> **Задания для выполнения**
A – Ответьте на вопросы по исходному тексту о путешествии к Алдану:
(i) Как на олене были закреплены двое маленьких детей из семьи тунгусов?
(ii) Как звали повара путников?
(iii) Какого числа путники прибыли на берег Алдана?
B – Подхватите исходный текст о путешествии к Алдану и продолжите повествование сразу после его последнего предложения.

> **Исходный текст**
-- -- --

Расположившись в старой поварне, мы убили одного из оленей, которых вели с собой в качестве еды, а остальных привязали там, где уже показывался олений мох. Как раз в тот момент, когда мы прибыли на станцию, от неё отъезжала семья тунгусов: муж, жена, мальчики, девочки и младенцы, верхом на спинах или, скорее, на плечах северных оленей. Двое маленьких детей были подвешены по обе стороны от оленя с помощью ремней. И малютки, казалось, совсем не были обеспокоены своим положением; и здесь я должен решительно отметить превосходный характер и примерное поведение как якутских, так и тунгусских ребятишек по сравнению с детьми просвещённого христианского мира.
Затопленный район, который был так густо заселён прошлой зимой, теперь представлял собой картину запустения. Мы проезжали через деревни, состоящие из десяти-пятнадцати юрт, настолько разрушенных наводнением, что уцелели только ободранные стены, которые нужно будет заново засыпать землёй на зиму. Почва у берегов реки была покрыта короткой кочковатой травой, с участками гладкого льда между ними, на которых наши слабые и неподкованные лошади скользили и теряли равновесие… и седоков. Почти беспрерывно шёл дождь – холодный, похожий скорее на мокрый снег; мы постоянно чувствовали себя промокшими и продрогшими, и даже ругательства и жалобы нашего мрачного товарища не могли нас развеселить. По вечерам в поварнях его лицо несколько оживала, но только при условии, что в течение дня удалось раздобыть по утке на каждого либо купив их, либо благодаря охотничьему мастерству наших казаков. Тогда он снисходил до скупой улыбки нашему повару Ефиму, который, сложив разделанных уток в сковороду с длинной ручкой, жарил их на смеси масла и жира с солью и перцем. Да-да, я искренне верю, что он не только выглядел, но и действительно временами радовался – если первым получал чашку чая или утку, если она была большой, жирной и правильно прожаренной, – но, если не все эти «если» были выполнены – будьте уверены, он был глубоко несчастен.
Так мы продвигались вперёд, по большей части счастливые и довольные, хотя и мокрые, продрогшие, грязные и вшивые, пока 31 мая не прибыли на берег Алдана. Расположившись на берегу и разведя костёр, мы начали звать паромщика на другой стороне, стреляли из ружья, чтобы привлечь его внимание, но тщетно. Наконец мы послали одного казака переправиться на лодке, которую нашли на берегу; и, ожидая его возвращения, с интересом наблюдали за печальным опустошением, которое наводнение произвело на берегах этого большого притока Лены. Чудовищные глыбы льда размером с приличный дом лежали на берегу, а вода местами поднималась на высоту сорока футов, о чём свидетельствовал плавник, застрявший в ветвях деревьев; тысячи их были вырваны с корнем и унесены в море, чтобы много-много месяцев плыть северо-западным курсом и оказаться в конце концов в Атлантическом океане, или быть подхваченным южным течением и усеять берега восточного побережья Шпицбергена.

-- -- --

> **Сохранённые данные**
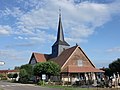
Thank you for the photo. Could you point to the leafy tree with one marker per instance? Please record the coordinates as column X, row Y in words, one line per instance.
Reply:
column 108, row 72
column 48, row 68
column 10, row 75
column 115, row 66
column 15, row 75
column 29, row 69
column 23, row 76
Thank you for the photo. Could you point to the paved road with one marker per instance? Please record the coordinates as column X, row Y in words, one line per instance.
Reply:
column 17, row 86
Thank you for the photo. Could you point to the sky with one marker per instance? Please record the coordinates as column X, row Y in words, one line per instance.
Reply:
column 28, row 26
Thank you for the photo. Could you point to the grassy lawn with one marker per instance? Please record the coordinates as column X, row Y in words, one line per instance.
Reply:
column 77, row 88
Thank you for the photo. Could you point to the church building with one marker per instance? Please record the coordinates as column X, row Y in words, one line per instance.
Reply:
column 74, row 63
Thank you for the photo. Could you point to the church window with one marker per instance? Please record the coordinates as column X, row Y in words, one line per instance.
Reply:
column 80, row 63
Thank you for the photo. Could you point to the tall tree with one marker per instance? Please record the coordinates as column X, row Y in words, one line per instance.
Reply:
column 23, row 76
column 29, row 69
column 115, row 66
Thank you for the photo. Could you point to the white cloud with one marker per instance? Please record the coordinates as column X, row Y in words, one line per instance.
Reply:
column 13, row 54
column 79, row 20
column 5, row 30
column 114, row 50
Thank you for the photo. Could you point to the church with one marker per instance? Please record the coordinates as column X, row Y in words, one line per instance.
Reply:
column 75, row 64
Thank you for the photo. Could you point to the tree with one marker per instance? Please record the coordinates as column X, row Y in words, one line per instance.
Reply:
column 10, row 75
column 23, row 76
column 48, row 68
column 115, row 66
column 15, row 75
column 29, row 69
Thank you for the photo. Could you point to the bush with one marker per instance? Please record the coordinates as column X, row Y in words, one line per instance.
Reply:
column 41, row 83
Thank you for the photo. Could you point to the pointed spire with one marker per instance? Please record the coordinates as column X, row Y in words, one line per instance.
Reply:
column 60, row 35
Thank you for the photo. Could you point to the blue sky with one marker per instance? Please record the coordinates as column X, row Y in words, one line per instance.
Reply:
column 28, row 26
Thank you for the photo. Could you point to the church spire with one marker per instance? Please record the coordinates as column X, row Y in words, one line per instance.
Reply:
column 60, row 35
column 60, row 44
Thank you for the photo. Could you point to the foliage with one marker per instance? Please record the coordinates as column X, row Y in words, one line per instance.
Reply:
column 1, row 75
column 115, row 66
column 23, row 76
column 48, row 68
column 28, row 69
column 41, row 83
column 10, row 75
column 15, row 75
column 108, row 72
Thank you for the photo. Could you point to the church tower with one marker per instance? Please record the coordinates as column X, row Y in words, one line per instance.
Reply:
column 60, row 44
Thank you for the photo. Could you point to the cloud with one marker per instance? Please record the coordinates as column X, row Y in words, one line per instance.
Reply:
column 39, row 19
column 114, row 50
column 5, row 30
column 13, row 54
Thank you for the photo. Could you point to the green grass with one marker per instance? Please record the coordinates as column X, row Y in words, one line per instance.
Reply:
column 78, row 88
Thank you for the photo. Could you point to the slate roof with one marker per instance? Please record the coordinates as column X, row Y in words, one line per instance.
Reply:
column 64, row 56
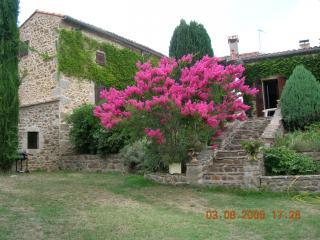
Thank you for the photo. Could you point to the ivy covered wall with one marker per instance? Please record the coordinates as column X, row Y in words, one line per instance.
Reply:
column 281, row 66
column 76, row 57
column 278, row 66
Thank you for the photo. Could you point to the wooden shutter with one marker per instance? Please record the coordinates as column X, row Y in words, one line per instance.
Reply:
column 24, row 49
column 97, row 90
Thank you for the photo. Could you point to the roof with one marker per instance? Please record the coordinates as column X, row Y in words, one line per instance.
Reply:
column 241, row 55
column 99, row 31
column 288, row 53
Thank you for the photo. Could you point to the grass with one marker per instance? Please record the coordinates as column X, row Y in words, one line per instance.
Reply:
column 302, row 141
column 66, row 205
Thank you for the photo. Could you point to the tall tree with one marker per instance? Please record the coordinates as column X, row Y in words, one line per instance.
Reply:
column 192, row 38
column 9, row 82
column 300, row 99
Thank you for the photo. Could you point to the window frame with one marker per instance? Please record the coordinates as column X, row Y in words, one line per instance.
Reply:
column 30, row 138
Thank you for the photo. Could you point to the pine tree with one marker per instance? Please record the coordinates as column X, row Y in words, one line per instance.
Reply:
column 9, row 82
column 300, row 99
column 192, row 38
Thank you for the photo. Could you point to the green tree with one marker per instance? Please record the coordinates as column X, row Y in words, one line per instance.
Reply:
column 300, row 99
column 9, row 82
column 192, row 38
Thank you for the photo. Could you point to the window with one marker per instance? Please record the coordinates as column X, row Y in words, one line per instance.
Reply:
column 24, row 48
column 100, row 58
column 33, row 140
column 97, row 90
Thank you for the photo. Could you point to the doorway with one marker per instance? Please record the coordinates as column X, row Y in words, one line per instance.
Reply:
column 270, row 93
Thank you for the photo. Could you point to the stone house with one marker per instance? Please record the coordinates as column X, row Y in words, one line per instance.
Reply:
column 48, row 96
column 273, row 70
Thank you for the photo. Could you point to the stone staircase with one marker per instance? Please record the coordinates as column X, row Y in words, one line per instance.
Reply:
column 230, row 165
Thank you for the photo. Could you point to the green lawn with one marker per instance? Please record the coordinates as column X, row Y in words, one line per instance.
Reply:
column 112, row 206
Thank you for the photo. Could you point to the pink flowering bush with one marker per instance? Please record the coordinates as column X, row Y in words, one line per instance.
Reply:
column 177, row 105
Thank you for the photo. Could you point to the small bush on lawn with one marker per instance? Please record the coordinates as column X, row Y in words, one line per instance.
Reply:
column 138, row 157
column 284, row 161
column 302, row 141
column 89, row 137
column 300, row 99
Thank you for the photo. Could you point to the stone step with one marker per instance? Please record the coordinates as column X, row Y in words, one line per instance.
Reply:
column 234, row 147
column 229, row 183
column 230, row 153
column 222, row 176
column 229, row 160
column 225, row 168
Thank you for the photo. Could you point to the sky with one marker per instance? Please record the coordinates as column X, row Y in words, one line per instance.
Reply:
column 151, row 23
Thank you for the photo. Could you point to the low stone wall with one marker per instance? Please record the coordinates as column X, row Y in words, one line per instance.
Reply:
column 314, row 155
column 172, row 179
column 299, row 183
column 92, row 163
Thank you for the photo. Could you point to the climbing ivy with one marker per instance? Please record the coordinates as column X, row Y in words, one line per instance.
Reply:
column 281, row 66
column 76, row 57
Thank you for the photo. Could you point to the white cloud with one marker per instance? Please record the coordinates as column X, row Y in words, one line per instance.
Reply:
column 152, row 22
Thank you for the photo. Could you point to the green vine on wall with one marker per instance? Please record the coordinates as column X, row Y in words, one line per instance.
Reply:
column 278, row 66
column 281, row 66
column 76, row 57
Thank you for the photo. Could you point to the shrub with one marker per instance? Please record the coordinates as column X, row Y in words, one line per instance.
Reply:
column 140, row 157
column 9, row 83
column 89, row 137
column 177, row 115
column 300, row 99
column 190, row 39
column 83, row 127
column 110, row 140
column 134, row 155
column 284, row 161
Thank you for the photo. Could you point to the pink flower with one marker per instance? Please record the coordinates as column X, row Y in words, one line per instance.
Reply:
column 193, row 95
column 186, row 58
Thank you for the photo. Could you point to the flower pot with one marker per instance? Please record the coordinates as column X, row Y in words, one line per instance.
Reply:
column 175, row 168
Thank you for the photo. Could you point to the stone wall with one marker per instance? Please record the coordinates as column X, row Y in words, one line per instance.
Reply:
column 39, row 76
column 92, row 163
column 44, row 119
column 314, row 155
column 294, row 183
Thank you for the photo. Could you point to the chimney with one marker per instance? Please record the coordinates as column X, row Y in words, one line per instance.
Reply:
column 304, row 44
column 233, row 44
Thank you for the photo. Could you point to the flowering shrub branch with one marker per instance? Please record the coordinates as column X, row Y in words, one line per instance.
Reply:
column 206, row 93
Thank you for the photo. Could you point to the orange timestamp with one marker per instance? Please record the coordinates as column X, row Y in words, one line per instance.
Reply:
column 252, row 214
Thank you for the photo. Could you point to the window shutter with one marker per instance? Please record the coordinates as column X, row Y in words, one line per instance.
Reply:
column 100, row 58
column 33, row 140
column 24, row 49
column 97, row 90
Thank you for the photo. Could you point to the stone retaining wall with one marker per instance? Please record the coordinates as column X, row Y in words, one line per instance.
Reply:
column 92, row 163
column 314, row 155
column 299, row 183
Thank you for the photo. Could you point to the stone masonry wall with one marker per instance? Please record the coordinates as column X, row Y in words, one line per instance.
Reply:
column 74, row 93
column 42, row 118
column 39, row 82
column 294, row 183
column 92, row 163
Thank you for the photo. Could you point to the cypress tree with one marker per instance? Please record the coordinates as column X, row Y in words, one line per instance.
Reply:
column 9, row 82
column 192, row 38
column 300, row 99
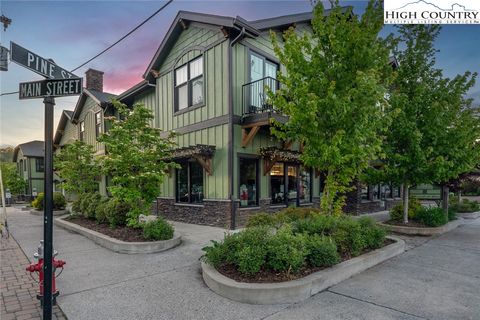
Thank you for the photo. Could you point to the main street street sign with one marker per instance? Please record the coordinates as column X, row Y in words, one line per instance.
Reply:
column 50, row 88
column 38, row 64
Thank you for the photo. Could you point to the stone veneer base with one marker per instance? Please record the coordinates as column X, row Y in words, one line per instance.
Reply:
column 422, row 231
column 300, row 289
column 118, row 245
column 55, row 212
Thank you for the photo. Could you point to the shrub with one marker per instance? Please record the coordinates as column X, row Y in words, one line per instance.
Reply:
column 287, row 251
column 396, row 213
column 101, row 211
column 349, row 237
column 373, row 235
column 322, row 251
column 260, row 219
column 319, row 224
column 432, row 217
column 250, row 259
column 116, row 212
column 158, row 230
column 59, row 201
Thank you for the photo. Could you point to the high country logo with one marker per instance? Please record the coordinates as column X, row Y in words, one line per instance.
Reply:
column 427, row 12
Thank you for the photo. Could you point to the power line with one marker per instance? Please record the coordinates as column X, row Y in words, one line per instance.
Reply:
column 114, row 44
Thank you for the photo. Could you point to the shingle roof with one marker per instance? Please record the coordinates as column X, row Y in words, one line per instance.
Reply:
column 30, row 149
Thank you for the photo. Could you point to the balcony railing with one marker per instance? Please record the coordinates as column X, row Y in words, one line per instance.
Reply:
column 255, row 96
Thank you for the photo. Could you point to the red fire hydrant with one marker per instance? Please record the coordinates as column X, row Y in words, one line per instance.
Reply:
column 38, row 268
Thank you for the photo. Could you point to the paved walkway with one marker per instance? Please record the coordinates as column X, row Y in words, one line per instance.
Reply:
column 18, row 289
column 437, row 278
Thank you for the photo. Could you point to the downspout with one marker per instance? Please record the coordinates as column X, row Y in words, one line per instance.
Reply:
column 230, row 135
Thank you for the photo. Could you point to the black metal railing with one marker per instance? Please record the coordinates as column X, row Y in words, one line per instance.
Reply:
column 255, row 95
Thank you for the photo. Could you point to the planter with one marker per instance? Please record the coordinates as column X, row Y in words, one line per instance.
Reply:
column 55, row 212
column 469, row 215
column 418, row 231
column 299, row 289
column 118, row 245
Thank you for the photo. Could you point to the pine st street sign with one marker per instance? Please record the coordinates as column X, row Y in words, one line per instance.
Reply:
column 34, row 62
column 50, row 88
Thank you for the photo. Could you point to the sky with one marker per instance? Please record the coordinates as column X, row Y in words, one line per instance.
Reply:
column 71, row 32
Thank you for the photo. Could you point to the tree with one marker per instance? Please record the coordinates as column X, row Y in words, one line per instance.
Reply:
column 11, row 179
column 78, row 168
column 333, row 92
column 136, row 158
column 433, row 133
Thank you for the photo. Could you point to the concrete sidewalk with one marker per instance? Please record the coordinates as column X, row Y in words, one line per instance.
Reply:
column 438, row 278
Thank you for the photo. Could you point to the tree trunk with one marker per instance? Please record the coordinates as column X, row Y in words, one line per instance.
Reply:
column 445, row 193
column 405, row 202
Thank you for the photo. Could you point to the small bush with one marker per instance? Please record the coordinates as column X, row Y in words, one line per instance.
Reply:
column 116, row 212
column 322, row 251
column 101, row 212
column 349, row 237
column 260, row 219
column 373, row 235
column 396, row 213
column 432, row 217
column 59, row 201
column 158, row 230
column 287, row 251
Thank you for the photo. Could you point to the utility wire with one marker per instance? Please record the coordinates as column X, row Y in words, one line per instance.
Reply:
column 114, row 44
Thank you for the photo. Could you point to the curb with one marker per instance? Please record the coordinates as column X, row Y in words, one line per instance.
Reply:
column 119, row 245
column 422, row 231
column 55, row 212
column 469, row 215
column 300, row 289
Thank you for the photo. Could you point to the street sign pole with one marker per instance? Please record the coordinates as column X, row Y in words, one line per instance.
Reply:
column 49, row 103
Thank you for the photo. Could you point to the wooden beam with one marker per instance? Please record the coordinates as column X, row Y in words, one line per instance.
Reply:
column 206, row 163
column 247, row 138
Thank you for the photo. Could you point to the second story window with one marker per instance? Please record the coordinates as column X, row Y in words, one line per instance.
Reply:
column 39, row 166
column 82, row 130
column 98, row 124
column 189, row 85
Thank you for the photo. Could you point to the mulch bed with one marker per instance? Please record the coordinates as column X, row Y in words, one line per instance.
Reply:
column 121, row 233
column 270, row 276
column 411, row 223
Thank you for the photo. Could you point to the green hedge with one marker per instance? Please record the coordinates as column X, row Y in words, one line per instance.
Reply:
column 286, row 242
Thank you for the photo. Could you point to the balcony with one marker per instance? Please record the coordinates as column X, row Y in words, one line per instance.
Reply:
column 257, row 109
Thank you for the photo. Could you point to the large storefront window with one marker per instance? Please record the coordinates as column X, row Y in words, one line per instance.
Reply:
column 290, row 184
column 248, row 182
column 189, row 184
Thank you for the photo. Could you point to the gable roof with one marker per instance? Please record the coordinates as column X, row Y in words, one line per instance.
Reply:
column 64, row 118
column 33, row 148
column 99, row 97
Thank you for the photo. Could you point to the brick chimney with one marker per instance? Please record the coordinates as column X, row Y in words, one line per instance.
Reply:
column 94, row 80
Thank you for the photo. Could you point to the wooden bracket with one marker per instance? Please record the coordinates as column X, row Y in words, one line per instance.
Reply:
column 206, row 163
column 248, row 137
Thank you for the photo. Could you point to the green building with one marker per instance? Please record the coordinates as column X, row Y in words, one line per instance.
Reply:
column 29, row 158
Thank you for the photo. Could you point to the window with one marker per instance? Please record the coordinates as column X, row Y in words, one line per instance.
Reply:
column 290, row 184
column 39, row 166
column 98, row 124
column 189, row 184
column 189, row 84
column 248, row 182
column 82, row 130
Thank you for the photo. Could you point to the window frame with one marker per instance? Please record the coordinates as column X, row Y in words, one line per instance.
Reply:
column 189, row 183
column 257, row 179
column 39, row 166
column 81, row 129
column 189, row 84
column 98, row 125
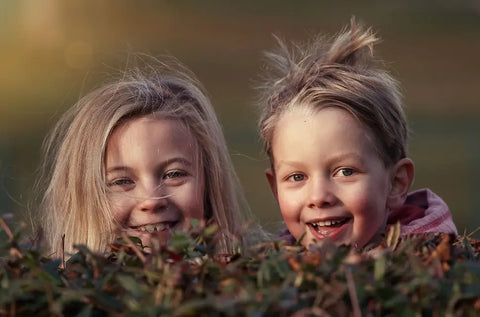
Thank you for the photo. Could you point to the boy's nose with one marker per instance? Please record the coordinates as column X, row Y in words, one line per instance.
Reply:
column 321, row 194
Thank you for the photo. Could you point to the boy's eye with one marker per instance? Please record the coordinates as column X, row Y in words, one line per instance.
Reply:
column 297, row 177
column 343, row 172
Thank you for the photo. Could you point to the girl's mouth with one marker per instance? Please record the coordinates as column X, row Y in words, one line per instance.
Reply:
column 330, row 228
column 155, row 227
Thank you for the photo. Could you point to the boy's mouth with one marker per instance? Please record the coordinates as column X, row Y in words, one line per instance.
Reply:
column 161, row 226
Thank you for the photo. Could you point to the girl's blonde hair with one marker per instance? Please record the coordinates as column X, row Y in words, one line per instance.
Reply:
column 74, row 200
column 336, row 73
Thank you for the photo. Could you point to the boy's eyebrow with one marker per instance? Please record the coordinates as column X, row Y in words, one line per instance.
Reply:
column 335, row 158
column 169, row 161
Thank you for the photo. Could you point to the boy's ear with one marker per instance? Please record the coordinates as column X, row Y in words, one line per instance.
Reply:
column 401, row 179
column 271, row 181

-- -- --

> **Ответы**
A –
(i) Их подвесили с помощью ремней по обе стороны от оленя.
(ii) Ефим.
(iii) 31 мая.

B –
В два часа ночи 1 июня нас переправили через Алдан в большой плоскодонной лодке, похожей на рыбацкую лодку Новой Англии, но более острой в корме и большей седловатостью палубы. Она была около шестидесяти футов в длину, десять-двенадцать футов в ширину и четыре фута в глубину; открыта от носа до кормы, но с приподнятой площадкой посередине, на которой сидели пассажиры. Гребли на ней восемь человек, им помогали некоторые из нас. Картина была очень живописной! Грубо сколоченная лодка, дикого вида гребцы, мы сами, если уж на то пошло, ещё более дикие на вид, одетые в лохмотья и звериные шкуры, с оружием и другими атрибутами арктических путешественников, и тёмная, холодная река, ледяные глыбы, стоящие в безмолвном прибрежном лесу, как дачные домики и полное безлюдье, – я никогда этого не забуду, и, хотя меня тогда охватила слабость и болело сердце, я был счастлив, как ребёнок, что дожил до этого момента своей жизни.
Высадившись на другой стороне, мы вскоре разместились в удобной юрте и хорошо поужинали утками, и здесь нам впервые рассказали о том, как спаслись в наводнение Бобоков, Калинкин и Гилдер. Я не мог выдвинуть весь свой отряд на следующий день, так как лошади, которых нам предоставили на здешней станции, явно ещё не оправились от изнурительной работы прошедшей зимой; поэтому я послал Бартлетта и одного казака вперёд, чтобы подготовить нам путь, и решил оставить пока одного казака и одного из моих людей здесь, чтобы позже они последовали за нами с багажом.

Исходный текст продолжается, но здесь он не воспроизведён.